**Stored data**
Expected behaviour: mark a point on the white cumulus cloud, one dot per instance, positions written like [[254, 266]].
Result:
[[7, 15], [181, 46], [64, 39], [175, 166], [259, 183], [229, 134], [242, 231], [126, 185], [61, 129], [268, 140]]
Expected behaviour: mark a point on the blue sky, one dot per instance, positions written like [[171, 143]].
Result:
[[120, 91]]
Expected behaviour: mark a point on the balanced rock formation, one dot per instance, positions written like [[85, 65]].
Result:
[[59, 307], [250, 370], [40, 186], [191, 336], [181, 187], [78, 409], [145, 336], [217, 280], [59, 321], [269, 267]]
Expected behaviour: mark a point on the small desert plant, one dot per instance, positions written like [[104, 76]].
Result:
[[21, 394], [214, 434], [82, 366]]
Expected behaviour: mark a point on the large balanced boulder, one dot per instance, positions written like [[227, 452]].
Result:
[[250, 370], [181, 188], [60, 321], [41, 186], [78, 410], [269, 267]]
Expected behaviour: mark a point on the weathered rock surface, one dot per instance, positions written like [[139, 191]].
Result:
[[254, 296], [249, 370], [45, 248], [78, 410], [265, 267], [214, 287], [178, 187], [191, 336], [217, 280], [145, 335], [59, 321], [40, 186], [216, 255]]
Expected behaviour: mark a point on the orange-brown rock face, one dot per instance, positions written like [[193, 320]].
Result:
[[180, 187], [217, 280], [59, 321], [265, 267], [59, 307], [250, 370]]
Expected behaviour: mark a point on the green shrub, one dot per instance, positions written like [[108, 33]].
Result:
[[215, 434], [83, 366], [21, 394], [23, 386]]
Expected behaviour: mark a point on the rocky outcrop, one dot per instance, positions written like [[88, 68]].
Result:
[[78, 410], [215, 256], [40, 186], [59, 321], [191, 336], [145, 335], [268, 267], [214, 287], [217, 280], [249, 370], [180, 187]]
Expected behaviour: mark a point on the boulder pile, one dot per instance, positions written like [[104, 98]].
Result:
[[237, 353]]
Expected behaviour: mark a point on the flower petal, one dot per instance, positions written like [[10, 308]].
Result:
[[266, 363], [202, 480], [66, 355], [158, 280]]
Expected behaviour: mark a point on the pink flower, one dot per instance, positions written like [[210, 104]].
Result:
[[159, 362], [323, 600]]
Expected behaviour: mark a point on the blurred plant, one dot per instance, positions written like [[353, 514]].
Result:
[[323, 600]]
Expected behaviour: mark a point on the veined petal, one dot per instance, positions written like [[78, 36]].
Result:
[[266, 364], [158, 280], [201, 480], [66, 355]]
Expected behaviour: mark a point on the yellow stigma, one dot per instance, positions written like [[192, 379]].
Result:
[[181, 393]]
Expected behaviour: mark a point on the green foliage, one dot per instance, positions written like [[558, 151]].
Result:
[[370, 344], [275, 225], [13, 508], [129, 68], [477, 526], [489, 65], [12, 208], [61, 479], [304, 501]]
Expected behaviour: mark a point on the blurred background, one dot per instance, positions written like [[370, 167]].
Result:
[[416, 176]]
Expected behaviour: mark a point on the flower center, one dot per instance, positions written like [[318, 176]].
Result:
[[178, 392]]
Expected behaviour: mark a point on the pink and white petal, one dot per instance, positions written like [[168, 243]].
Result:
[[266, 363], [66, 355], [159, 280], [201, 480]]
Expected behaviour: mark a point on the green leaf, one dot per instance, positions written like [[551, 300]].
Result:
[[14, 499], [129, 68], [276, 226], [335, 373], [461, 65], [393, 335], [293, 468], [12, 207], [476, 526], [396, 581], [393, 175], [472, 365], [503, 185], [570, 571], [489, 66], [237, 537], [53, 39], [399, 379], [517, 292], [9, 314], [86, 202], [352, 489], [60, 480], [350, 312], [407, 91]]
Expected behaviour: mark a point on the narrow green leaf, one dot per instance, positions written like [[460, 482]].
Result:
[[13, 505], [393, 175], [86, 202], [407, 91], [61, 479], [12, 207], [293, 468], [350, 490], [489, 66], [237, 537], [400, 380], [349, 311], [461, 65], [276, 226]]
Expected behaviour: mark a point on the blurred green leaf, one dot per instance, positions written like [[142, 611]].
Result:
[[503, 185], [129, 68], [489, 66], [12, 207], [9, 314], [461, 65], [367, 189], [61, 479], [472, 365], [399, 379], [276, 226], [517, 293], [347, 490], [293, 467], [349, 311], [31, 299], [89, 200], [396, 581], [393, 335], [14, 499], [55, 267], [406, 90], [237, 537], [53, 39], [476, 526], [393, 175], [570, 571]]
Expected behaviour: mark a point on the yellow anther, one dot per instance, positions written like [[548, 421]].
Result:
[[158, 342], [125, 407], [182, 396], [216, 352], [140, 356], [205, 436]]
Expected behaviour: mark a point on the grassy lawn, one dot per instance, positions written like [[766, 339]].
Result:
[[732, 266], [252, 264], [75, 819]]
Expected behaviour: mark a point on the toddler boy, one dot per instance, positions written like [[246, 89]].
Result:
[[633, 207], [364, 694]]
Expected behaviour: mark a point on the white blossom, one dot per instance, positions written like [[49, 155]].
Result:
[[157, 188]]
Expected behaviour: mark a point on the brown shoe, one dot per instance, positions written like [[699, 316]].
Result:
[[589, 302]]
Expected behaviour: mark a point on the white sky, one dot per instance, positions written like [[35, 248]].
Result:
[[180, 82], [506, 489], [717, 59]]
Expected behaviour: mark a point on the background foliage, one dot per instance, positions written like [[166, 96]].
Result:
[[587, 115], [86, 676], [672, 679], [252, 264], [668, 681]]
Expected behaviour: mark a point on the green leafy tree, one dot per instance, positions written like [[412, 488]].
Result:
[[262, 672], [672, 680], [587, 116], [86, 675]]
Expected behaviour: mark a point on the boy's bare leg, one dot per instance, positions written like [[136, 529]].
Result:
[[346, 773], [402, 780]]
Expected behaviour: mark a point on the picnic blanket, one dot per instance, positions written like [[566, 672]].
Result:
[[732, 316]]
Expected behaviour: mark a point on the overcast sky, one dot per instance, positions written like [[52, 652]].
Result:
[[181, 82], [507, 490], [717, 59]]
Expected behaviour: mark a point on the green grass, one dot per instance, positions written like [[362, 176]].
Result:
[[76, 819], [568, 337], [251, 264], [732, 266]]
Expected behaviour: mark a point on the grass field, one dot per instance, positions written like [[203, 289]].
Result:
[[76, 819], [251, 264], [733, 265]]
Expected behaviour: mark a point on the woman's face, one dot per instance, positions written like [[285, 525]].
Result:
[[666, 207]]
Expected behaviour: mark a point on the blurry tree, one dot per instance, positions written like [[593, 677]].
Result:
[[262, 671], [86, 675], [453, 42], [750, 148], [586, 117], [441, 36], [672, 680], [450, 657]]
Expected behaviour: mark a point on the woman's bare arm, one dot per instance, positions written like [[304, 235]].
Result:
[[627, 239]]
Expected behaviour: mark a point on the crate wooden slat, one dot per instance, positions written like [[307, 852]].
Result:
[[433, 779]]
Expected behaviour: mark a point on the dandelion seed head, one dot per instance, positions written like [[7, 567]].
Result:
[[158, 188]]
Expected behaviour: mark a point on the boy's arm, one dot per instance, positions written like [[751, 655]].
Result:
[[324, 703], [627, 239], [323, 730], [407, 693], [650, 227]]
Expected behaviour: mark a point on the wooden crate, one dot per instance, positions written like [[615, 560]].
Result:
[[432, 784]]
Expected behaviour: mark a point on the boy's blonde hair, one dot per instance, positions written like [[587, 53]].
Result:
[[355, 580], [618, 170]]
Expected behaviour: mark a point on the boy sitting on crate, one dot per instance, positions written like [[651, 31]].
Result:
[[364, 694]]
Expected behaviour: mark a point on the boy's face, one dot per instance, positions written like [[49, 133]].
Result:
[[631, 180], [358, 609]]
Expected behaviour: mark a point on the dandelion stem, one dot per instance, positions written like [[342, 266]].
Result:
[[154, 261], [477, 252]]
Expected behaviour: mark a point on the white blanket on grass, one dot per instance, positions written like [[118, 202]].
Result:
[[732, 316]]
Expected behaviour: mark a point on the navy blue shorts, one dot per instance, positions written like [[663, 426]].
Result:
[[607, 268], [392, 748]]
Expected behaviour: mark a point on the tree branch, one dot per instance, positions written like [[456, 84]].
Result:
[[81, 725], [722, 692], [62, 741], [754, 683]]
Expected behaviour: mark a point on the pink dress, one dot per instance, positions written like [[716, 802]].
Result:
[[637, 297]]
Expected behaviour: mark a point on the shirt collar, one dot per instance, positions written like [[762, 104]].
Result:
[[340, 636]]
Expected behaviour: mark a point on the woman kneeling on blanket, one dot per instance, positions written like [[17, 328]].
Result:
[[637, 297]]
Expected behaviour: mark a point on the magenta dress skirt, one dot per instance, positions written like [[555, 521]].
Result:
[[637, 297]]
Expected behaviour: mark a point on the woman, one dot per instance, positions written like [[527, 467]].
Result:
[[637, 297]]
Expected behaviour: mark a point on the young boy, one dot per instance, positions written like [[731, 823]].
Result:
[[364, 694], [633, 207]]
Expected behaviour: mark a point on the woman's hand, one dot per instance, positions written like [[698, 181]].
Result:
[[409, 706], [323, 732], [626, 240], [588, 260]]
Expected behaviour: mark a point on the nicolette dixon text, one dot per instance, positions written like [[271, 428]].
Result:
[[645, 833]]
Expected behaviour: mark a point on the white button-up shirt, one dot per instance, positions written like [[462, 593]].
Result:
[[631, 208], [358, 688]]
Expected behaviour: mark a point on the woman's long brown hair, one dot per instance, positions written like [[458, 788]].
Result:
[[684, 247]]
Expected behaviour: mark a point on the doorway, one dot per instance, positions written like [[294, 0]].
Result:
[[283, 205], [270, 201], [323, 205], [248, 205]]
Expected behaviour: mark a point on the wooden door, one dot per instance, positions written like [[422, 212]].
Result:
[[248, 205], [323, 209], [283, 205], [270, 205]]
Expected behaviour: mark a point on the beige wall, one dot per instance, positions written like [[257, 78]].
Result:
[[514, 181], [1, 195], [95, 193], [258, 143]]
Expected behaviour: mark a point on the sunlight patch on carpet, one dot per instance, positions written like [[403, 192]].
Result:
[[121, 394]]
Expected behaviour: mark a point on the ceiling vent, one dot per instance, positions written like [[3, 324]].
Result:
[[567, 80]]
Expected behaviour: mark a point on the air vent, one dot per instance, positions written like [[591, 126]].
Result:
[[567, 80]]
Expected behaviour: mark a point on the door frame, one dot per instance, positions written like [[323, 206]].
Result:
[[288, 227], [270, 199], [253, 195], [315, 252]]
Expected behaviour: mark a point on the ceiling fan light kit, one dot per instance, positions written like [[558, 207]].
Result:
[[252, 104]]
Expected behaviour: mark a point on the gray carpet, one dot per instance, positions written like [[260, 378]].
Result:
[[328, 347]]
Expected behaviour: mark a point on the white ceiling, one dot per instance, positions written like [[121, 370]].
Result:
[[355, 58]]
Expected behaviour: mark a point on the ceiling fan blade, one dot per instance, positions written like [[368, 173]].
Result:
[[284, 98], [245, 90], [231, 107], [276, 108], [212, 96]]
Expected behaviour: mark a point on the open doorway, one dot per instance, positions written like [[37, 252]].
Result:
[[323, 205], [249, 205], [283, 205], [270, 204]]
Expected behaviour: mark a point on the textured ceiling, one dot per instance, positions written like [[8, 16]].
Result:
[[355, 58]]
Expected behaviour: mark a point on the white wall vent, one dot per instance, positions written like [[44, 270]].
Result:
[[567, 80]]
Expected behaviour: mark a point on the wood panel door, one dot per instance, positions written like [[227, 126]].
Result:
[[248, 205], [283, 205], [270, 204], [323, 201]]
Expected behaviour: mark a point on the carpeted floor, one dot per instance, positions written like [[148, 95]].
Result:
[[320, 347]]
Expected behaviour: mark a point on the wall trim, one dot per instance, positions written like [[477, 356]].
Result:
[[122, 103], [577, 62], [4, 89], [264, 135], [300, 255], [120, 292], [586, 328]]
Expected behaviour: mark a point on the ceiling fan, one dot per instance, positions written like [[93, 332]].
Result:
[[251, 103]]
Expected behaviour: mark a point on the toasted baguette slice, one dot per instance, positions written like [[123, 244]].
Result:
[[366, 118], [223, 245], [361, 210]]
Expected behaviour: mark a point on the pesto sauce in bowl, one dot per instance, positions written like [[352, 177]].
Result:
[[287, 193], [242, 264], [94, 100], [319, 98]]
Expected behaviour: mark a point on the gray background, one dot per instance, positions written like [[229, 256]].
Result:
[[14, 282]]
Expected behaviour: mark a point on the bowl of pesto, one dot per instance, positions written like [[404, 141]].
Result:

**Short task**
Reproduce verbatim every line of the items, from the line containing "Expected behaviour: mark a point on the white wall" through the end of the items, both ends included.

**Result for this task**
Expected behaviour: mark a point on the white wall vent, one dot per instance, positions written like [[44, 270]].
Result:
[[567, 80]]
Expected behaviour: mark a point on the wood panel door, one dot per instance, positions written like [[227, 126]].
Result:
[[248, 205], [283, 205], [270, 204], [323, 201]]
Expected behaviour: mark a point on the carpeted floor, one dot per instance, positions written like [[148, 95]].
Result:
[[320, 347]]
Expected behaviour: mark a point on the wall trim, one dot per instance, positions written like [[477, 356]].
Result:
[[122, 103], [577, 62], [4, 89], [264, 135], [300, 255], [120, 292], [586, 328]]
Expected behaviour: mark a point on the ceiling fan, one dot per instance, positions written like [[93, 332]].
Result:
[[251, 103]]
Expected behaviour: mark a point on the toasted baguette slice, one dot per instance, positions written like [[123, 244]].
Result:
[[366, 118], [223, 245], [361, 210]]
Expected behaviour: mark a point on the pesto sauce in bowl, one dot per instance, positions written like [[352, 177]].
Result:
[[287, 193], [242, 264], [94, 100], [319, 98]]
Expected behaviour: mark a point on the gray background, one dot per instance, positions written like [[229, 256]].
Result:
[[14, 282]]
Expected behaviour: mark a point on the bowl of pesto, one dot per instance, positions written like [[404, 141]].
Result:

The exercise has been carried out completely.